Rewrite the passage on plain English in shareholder communications, starting with "Imagine what would" and going on through "treat to read.", with "shareholders" changed to "stockholders" throughout.
[[ Document section, beginning ]]
Imagine what would happen if an investment banker said or an IPO prospectus read: “You could lose your shirt if you buy this.”
Are All Guilty?
While most CEOs are guilty of confusing shareholders with what they present in their annual reports or other communications, there are some who are not of fooling investors with complex language and words.
Take the example of Hawkins Cookers and its Chairman Brahma Vasudeva who has been using plain English while talking to the company’s shareholders over the past many years. His AGM speeches are a treat to read.
Here is something he said during in his speech to shareholders in 2009, while laying down first of the seven strands of the DNA of Hawkins…
Principle No. One: Follow the Golden Rule: “Do unto others as you would that they do unto you”. Since we want to be treated fairly and reasonably by all who deal with us, this rule obliges us to deal equally fairly and reasonably with all who come into contact with us. This includes employees at all levels, vendors of goods and services, dealers and consumers. We do it because we believe it is the right thing to do. It also tends to build positive relationships and trust in all who deal with our company and with our brands.
[[ Document section, end ]]
[[ Source data, beginning ]]
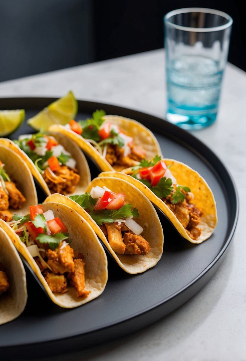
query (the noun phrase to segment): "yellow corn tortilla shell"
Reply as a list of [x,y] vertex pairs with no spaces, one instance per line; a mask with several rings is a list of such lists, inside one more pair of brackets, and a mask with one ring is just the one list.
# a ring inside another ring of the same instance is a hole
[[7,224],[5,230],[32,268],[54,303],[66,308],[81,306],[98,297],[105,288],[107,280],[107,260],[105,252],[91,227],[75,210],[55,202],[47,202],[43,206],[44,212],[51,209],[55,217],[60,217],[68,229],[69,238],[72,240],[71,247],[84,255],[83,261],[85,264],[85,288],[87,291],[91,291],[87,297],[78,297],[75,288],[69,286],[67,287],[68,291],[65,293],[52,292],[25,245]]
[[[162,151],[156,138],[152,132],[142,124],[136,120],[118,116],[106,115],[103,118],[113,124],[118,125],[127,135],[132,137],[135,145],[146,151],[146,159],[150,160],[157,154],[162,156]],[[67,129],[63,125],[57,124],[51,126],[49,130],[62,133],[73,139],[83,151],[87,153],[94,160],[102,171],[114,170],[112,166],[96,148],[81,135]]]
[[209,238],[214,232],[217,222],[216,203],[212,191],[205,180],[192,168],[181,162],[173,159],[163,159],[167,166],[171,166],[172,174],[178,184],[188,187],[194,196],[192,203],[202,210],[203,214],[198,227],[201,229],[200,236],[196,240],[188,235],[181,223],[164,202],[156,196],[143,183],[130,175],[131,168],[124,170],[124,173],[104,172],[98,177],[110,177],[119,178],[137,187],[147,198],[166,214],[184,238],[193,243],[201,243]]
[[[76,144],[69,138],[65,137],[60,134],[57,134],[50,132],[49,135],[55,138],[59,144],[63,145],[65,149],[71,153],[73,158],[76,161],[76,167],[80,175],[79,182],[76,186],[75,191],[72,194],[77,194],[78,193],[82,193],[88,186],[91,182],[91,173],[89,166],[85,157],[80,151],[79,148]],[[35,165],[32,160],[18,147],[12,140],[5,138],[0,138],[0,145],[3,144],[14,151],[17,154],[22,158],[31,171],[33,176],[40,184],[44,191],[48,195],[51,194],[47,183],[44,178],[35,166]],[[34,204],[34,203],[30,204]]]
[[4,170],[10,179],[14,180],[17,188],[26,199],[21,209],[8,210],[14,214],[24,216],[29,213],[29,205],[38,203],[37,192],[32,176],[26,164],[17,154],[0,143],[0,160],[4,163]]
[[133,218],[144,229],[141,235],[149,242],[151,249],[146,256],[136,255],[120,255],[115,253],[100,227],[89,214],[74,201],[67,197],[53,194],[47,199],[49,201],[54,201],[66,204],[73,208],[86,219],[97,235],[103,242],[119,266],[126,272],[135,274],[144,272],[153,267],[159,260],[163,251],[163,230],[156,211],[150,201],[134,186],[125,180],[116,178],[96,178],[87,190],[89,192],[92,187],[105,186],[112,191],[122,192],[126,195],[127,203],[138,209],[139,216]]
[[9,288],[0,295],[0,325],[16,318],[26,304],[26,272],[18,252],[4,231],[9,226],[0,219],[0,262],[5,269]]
[[ Source data, end ]]
[[ Source data, beginning ]]
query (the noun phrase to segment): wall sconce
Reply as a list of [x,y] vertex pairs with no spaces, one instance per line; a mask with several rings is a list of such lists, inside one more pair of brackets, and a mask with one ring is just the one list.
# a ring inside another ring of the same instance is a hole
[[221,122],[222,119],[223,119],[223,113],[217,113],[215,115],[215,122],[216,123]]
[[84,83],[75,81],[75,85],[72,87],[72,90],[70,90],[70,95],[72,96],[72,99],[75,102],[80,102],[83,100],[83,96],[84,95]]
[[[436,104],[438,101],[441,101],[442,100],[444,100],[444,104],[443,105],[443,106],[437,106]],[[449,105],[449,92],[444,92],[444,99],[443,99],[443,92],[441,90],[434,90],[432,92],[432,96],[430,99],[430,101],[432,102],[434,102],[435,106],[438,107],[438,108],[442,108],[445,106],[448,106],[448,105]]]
[[ Source data, end ]]
_Worked solution_
Imagine what would happen if an investment banker said or an IPO prospectus read: “You could lose your shirt if you buy this.”
Are All Guilty?
While most CEOs are guilty of confusing stockholders with what they present in their annual reports or other communications, there are some who are not of fooling investors with complex language and words.
Take the example of Hawkins Cookers and its Chairman Brahma Vasudeva who has been using plain English while talking to the company’s stockholders over the past many years. His AGM speeches are a treat to read.